[Text-to-region grounding data]
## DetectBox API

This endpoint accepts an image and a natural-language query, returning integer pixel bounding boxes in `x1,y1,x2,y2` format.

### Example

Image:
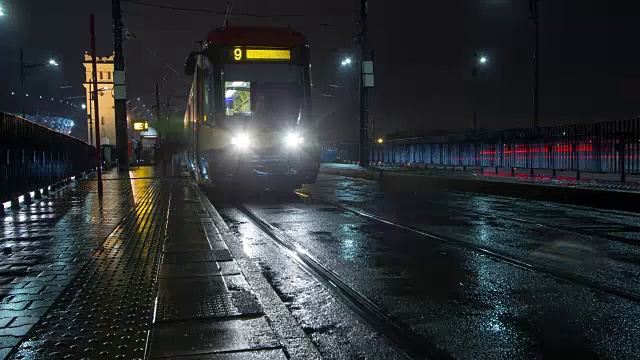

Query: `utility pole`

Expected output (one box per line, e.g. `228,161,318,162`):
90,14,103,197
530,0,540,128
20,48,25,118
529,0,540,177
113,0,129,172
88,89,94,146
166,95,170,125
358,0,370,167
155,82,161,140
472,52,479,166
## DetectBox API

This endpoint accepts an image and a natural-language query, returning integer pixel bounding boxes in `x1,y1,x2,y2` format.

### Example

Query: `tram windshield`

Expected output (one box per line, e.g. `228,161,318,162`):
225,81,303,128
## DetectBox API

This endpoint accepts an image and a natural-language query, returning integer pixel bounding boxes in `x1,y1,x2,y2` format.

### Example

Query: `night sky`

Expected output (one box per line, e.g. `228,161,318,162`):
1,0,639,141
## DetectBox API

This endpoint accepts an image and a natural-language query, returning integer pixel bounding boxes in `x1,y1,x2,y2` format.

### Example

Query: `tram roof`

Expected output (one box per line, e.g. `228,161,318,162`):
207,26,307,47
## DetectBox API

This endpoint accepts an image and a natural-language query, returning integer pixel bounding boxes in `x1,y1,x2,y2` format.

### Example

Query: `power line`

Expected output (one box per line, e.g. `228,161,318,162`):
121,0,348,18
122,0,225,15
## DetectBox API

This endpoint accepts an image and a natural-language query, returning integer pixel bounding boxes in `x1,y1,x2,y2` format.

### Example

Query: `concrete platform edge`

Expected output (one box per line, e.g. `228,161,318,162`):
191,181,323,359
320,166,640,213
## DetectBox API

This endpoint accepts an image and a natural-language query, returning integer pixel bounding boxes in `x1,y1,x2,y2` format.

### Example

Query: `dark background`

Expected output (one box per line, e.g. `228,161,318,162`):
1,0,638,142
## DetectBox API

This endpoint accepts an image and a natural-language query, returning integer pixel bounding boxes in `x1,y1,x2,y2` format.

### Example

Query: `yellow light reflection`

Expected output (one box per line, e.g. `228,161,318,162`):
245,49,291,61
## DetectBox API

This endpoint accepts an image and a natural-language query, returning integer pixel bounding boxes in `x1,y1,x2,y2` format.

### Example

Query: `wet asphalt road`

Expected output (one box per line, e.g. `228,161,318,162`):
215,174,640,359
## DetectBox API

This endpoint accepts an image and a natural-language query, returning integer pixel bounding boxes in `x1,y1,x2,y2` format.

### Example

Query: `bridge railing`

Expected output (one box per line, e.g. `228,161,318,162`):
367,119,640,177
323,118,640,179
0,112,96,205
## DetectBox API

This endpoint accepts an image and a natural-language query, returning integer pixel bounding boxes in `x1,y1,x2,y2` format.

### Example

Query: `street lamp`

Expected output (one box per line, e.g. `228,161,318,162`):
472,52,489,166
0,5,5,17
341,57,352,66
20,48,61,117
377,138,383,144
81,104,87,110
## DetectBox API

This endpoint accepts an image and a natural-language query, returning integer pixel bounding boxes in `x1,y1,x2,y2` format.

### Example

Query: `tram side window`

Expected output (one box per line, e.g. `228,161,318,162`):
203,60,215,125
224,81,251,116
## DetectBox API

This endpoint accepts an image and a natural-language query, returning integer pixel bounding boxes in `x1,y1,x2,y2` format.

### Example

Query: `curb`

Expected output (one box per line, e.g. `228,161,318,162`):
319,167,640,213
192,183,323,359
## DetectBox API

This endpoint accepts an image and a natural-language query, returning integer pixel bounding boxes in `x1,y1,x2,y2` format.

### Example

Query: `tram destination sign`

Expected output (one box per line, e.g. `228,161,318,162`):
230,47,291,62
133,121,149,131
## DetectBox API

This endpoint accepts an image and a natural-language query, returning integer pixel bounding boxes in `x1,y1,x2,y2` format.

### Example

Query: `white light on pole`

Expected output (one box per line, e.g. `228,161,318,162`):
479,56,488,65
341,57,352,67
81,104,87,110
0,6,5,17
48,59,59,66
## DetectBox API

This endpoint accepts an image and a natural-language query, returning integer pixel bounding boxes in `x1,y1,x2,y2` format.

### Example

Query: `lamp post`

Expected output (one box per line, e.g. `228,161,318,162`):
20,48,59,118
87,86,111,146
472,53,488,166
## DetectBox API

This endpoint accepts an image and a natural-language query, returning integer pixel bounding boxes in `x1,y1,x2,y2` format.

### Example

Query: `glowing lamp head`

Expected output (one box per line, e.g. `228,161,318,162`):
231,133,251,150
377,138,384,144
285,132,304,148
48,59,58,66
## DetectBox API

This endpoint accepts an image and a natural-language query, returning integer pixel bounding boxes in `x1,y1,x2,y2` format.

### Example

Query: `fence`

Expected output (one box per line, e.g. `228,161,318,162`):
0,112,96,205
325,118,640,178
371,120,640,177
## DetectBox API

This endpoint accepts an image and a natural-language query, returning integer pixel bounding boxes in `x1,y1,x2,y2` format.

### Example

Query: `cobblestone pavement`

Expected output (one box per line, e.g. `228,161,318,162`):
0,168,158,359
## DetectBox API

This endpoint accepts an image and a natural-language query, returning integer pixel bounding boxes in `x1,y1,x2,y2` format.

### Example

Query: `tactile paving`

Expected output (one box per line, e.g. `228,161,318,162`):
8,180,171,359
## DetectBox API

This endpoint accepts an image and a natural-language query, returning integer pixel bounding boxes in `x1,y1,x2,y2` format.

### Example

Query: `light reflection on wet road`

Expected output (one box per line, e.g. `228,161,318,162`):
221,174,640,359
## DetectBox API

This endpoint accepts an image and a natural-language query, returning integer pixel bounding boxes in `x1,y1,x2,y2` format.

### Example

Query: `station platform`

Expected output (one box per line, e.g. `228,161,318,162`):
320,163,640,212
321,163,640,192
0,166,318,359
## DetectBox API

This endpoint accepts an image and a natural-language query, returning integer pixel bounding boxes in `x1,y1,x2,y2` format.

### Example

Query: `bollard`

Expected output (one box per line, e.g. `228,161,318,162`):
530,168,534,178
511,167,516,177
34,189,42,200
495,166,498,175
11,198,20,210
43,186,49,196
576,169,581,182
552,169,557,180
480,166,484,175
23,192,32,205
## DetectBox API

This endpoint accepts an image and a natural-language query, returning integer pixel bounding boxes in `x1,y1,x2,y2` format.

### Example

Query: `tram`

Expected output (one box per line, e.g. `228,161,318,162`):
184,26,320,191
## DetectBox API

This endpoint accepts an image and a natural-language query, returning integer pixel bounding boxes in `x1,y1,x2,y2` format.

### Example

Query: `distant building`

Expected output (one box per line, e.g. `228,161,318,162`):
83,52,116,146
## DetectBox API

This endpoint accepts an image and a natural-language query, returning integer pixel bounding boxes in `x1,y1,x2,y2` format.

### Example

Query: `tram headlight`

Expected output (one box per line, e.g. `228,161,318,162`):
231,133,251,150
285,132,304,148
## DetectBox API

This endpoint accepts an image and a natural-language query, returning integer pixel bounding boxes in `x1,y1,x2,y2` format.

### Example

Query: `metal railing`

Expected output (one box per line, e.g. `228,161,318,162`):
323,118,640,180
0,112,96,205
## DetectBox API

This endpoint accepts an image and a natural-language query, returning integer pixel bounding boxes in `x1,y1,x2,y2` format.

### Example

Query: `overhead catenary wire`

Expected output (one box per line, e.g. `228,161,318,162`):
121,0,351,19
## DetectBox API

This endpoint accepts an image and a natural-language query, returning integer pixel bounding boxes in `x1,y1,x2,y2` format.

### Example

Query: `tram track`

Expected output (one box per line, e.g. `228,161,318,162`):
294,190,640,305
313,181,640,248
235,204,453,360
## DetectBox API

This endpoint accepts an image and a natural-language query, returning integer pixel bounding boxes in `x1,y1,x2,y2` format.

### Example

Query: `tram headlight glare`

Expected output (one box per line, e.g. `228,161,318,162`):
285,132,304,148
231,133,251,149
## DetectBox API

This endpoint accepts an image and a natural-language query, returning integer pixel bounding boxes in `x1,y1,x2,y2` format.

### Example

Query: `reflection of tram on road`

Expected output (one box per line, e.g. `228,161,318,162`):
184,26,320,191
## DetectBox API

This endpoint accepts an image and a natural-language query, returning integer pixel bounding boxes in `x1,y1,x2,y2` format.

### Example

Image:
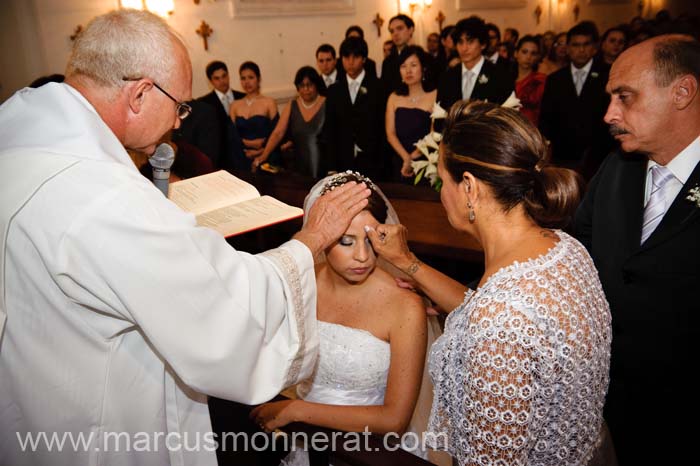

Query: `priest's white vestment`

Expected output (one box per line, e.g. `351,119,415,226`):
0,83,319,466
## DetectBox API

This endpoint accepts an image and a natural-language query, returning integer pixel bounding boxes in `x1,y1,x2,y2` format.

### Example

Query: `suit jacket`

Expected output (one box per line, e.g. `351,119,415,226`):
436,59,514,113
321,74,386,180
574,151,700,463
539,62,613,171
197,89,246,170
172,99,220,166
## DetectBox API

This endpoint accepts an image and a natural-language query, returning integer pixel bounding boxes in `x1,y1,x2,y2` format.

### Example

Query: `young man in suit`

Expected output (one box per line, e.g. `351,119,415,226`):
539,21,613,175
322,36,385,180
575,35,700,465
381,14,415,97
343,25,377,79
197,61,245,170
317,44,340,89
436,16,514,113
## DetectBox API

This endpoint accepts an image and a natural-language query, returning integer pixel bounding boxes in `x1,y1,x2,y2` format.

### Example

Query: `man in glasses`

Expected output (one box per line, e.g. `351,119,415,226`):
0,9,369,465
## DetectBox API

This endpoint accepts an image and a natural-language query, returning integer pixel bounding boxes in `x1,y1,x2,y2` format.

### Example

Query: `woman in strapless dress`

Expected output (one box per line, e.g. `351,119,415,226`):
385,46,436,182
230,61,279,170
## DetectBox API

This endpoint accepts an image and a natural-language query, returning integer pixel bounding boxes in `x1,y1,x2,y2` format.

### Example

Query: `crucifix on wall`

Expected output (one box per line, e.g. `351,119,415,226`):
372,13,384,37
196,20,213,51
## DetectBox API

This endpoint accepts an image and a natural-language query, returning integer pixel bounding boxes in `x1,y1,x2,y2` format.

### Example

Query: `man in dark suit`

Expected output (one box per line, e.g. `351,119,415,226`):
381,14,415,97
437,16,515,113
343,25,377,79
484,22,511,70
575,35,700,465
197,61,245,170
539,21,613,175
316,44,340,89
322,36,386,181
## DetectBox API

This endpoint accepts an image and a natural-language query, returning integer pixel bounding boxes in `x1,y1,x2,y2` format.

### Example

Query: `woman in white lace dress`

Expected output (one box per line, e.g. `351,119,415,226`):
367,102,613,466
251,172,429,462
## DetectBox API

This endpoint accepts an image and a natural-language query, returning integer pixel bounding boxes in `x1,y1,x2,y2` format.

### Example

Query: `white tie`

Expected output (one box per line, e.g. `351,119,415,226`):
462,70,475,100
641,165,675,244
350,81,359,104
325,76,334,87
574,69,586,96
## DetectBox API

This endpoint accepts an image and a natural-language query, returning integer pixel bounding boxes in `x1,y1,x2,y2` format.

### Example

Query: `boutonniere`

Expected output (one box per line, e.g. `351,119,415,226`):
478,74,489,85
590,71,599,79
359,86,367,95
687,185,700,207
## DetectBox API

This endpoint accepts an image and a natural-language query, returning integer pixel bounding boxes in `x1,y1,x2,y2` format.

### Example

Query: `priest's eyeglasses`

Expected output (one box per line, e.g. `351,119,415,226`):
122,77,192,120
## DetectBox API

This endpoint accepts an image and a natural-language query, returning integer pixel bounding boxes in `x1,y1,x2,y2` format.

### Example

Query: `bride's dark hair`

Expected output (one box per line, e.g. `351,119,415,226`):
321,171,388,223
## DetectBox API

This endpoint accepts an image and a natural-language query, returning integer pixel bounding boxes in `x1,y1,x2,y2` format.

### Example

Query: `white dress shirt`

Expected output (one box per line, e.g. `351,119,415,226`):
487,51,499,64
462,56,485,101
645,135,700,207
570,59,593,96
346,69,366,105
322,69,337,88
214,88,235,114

- WHAT TO DO: Using the entries above, copy out all lines that contain the string "road".

- TASK OUTPUT:
Query: `wet asphalt road`
Query: `light reflection on wet road`
Query: `reflection of tram on road`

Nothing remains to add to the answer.